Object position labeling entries
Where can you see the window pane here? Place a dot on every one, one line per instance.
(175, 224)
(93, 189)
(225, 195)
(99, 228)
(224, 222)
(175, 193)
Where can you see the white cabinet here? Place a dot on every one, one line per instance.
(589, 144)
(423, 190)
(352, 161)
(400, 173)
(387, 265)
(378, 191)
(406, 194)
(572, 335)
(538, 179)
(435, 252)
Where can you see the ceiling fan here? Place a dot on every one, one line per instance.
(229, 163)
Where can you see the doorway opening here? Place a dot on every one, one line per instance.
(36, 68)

▶ [STATED PROBLEM]:
Reproduce every line of the entries above, including the lines that ask for dots, and shift each coordinate in the answers by adding -21 to it.

▶ [EXERCISE SOLUTION]:
Where can you see the window pane here? Place a dot on every one, one line per instance.
(154, 203)
(72, 168)
(204, 174)
(78, 207)
(203, 201)
(154, 172)
Where can you see the white cabinet here? Place a dot on every one, one line per instance.
(568, 123)
(402, 169)
(331, 140)
(379, 152)
(366, 244)
(357, 170)
(385, 173)
(551, 314)
(517, 158)
(414, 231)
Where can you see the ceiling fan here? Place a dot on every one, one line per instance.
(208, 142)
Where can you see the doorway opening here? Place a dot on every one, one line per instance.
(15, 47)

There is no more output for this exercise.